Exercise description: Each line of the records is to be copied verbatim.

================================

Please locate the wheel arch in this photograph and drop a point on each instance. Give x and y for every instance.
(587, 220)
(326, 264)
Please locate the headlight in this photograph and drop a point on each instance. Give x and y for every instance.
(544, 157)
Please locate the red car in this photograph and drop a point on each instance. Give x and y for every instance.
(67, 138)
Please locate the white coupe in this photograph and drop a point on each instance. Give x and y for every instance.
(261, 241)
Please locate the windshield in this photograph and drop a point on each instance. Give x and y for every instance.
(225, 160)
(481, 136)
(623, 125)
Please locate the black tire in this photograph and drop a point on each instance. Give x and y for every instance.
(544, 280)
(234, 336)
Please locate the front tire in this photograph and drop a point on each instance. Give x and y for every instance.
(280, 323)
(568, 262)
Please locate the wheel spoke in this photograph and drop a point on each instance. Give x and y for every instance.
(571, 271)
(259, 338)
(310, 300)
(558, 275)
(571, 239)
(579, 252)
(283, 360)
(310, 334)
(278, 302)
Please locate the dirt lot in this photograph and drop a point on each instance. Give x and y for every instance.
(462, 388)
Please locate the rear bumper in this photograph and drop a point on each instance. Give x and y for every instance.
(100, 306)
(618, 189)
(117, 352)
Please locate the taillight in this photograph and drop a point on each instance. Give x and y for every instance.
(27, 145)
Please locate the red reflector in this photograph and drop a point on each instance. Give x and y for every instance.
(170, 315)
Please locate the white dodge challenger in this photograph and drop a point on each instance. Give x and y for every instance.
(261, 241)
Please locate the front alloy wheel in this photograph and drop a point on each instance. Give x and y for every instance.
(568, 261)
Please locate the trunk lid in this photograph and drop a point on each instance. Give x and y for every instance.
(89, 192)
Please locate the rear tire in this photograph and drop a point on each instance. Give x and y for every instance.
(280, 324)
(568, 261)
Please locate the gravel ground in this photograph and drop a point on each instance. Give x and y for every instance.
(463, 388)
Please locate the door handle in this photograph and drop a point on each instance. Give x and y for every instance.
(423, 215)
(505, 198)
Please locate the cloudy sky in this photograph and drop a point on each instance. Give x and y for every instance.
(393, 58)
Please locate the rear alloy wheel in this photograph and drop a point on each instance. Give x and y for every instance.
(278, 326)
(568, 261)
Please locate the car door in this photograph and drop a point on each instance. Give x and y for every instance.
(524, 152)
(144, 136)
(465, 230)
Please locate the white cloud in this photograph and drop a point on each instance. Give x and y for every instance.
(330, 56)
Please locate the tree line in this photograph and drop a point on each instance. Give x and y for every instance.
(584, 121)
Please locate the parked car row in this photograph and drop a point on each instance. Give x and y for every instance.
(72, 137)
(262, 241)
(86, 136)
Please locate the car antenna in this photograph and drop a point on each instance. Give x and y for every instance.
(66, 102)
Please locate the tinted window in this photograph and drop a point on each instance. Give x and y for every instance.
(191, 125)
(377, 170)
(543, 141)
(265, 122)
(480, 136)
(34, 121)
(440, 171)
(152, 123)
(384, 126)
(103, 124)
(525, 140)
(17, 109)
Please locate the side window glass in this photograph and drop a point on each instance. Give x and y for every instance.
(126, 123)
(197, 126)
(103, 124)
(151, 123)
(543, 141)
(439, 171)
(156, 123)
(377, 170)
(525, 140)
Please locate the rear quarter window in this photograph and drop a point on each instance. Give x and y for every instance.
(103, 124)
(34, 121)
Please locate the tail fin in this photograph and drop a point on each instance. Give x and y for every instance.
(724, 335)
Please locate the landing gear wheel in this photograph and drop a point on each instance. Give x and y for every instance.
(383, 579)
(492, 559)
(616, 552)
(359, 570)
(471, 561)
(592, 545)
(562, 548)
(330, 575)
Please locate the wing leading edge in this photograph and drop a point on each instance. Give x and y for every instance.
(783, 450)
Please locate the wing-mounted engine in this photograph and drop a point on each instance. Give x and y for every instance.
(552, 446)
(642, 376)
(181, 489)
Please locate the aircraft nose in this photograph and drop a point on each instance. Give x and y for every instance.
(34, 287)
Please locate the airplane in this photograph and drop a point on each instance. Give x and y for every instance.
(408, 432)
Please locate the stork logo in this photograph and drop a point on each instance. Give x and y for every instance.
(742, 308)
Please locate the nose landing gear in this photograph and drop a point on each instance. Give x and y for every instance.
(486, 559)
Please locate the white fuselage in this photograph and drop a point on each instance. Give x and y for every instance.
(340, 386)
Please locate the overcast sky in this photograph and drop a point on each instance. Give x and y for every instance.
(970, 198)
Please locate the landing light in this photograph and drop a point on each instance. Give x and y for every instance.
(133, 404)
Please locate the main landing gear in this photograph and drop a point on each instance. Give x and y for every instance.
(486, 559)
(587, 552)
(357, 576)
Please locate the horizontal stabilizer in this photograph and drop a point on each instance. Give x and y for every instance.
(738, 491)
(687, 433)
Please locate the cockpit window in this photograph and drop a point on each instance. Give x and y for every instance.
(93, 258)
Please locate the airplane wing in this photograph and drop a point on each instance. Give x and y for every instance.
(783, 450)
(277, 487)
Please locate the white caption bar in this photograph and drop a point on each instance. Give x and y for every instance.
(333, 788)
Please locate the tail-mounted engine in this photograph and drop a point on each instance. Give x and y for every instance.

================================

Written response:
Please locate the wheel arch in this photograph and drop a point on each instance. Give x and y for every instance.
(587, 220)
(326, 264)
Please locate the headlight in this photograph and drop a point on each instance. Give x and y for every instance.
(544, 157)
Please locate the red car in this photograph and drop a point on each instance. Give x and y for every instance.
(67, 138)
Please locate the white coupe in this photograph and drop a point on each instance. Give x and y for every instance.
(261, 241)
Please locate the windshield in this photograph and drop a point on each instance. Give x and y for every instance.
(225, 160)
(481, 136)
(623, 125)
Please locate the black tire in this photograph and drop a point on each instance. Give x and y for every instance.
(544, 280)
(234, 336)
Please locate the front tire in this photograph and drop a point on each instance. Give x and y for every instance.
(280, 323)
(568, 262)
Please locate the wheel spoke in this photograph and drop a point on each instance. Give x and y for every instance.
(571, 271)
(259, 338)
(310, 300)
(558, 275)
(571, 239)
(579, 252)
(283, 360)
(310, 334)
(278, 302)
Please locate the dirt lot in this photograph and drop a point on each instance. Give x and y for every instance.
(462, 388)
Please locate the rear bumper in this photograph and drop a point on each instance. Give x and y for every instance.
(100, 306)
(618, 189)
(117, 352)
Please locate the taillight in this photograph and drop a point on each instance. Give x and y for every instance.
(27, 145)
Please locate the red reflector in this photograph and drop a point on each instance. Give x and y for every instance.
(170, 315)
Please locate the white dodge challenger in this photograph and drop a point on each instance. Give x and y for every instance.
(261, 241)
Please locate the front alloy wheel in this photograph and drop a point on each instance. Give x and y for every instance.
(568, 261)
Please locate the trunk lid in this photograph and drop a point on each instance. Give x and y for every instance.
(89, 192)
Please locate the rear tire in this photograph and drop a point on each instance. Give x and y for every instance.
(280, 324)
(568, 261)
Please locate the gravel ground in this photograph and drop a point on each instance. Give x and y for every instance.
(463, 388)
Please locate the door handle in this photograph and drop a point on each instance. Give x and y for every instance.
(423, 215)
(505, 198)
Please locate the cloudy sky in this photograph and drop a point on each instance. Give x and y for every instance.
(393, 58)
Please locate the rear alloy wheel in this photograph and drop a point on each instance. Give x and y for every instance.
(278, 326)
(568, 261)
Please locate the car door in this photograph and drop a point on each instance. Give x and y for every instance.
(524, 152)
(144, 136)
(465, 230)
Please locate the white cloud in this photograph and drop a point on each instance. Give x and y for every instance.
(330, 56)
Please locate the tree line in this photograph and drop a point on each instance. Give x and y for every instance.
(584, 121)
Please locate the parked car row in this photograph and drop a point on each instance. Give x and y for every instance.
(72, 137)
(262, 241)
(86, 136)
Please locate the car antenna in this photograph and drop a point on each instance. Give x and y for every instance.
(66, 102)
Please locate the tinted window in this photograph and drop a point on each instance. Give x and y for every instance.
(191, 125)
(377, 170)
(543, 141)
(265, 122)
(480, 136)
(34, 121)
(440, 171)
(152, 123)
(384, 126)
(103, 124)
(525, 140)
(17, 109)
Please locate the side window glass in this photograph and drop a point on each instance. Give x and y for every instance.
(126, 123)
(197, 126)
(103, 124)
(151, 123)
(543, 141)
(439, 171)
(156, 123)
(377, 170)
(525, 140)
Please locate the rear quarter window in this photograph and drop a point on each instance. Give x and y for every instance.
(103, 124)
(34, 121)
Please locate the tail fin in this photograph and drop a point on each instance. Give x and y for every instance.
(724, 335)
Please locate the landing gear wheel in this photograph and drop a point on each instance. Give x and y for every instance.
(383, 579)
(492, 559)
(616, 552)
(359, 570)
(471, 561)
(592, 545)
(562, 548)
(330, 575)
Please locate the wing leading edge in this photograph and drop a point on each instance. Give x and y for every instance.
(783, 450)
Please locate the wing-mounted engine in this photograph and drop a point on each instance. Give x and y for every instance.
(552, 446)
(642, 376)
(181, 489)
Please locate the aircraft nose in this photograph and drop a point on each instance. Give x and y for every instance.
(34, 287)
Please locate the airplane in this photograph and drop a point on each instance. Give x and y for every instance.
(408, 432)
Please locate the stork logo in this photograph and drop a point on each instance. Give x and y for every instance.
(742, 308)
Please locate the nose landing gear in this photograph and drop a point on each instance. Give x and y for every instance.
(486, 559)
Please locate the white fuselage in this photograph and drop a point on each instance. Give x and y for every instance.
(340, 386)
Please locate the overcast sky in this photograph and drop a point on each instance. Give x and y for every instance.
(970, 198)
Please locate the landing light in this photograph and drop a point on each instance. Give x and y for every instance.
(133, 404)
Please locate the main landing gear in this photograph and drop a point on each instance. Give x and y for every instance.
(486, 559)
(587, 552)
(357, 576)
Please locate the horizontal stabilizer in this photograph and drop a point on each instance. Give x and y for every instance.
(738, 491)
(687, 433)
Please locate the cockpit window in this photograph and drop a point on each instance. Give x and y for every instance.
(93, 258)
Please locate the airplane wing in this photograph and drop a point on each instance. Give x and y for every instance.
(783, 450)
(277, 487)
Please locate the white caption bar in this photograph and drop a point on each instance. Give x and y for every instance.
(333, 788)
Please locate the tail-mounted engine in this photograph and drop a point on each instance. Give x and y for every instance.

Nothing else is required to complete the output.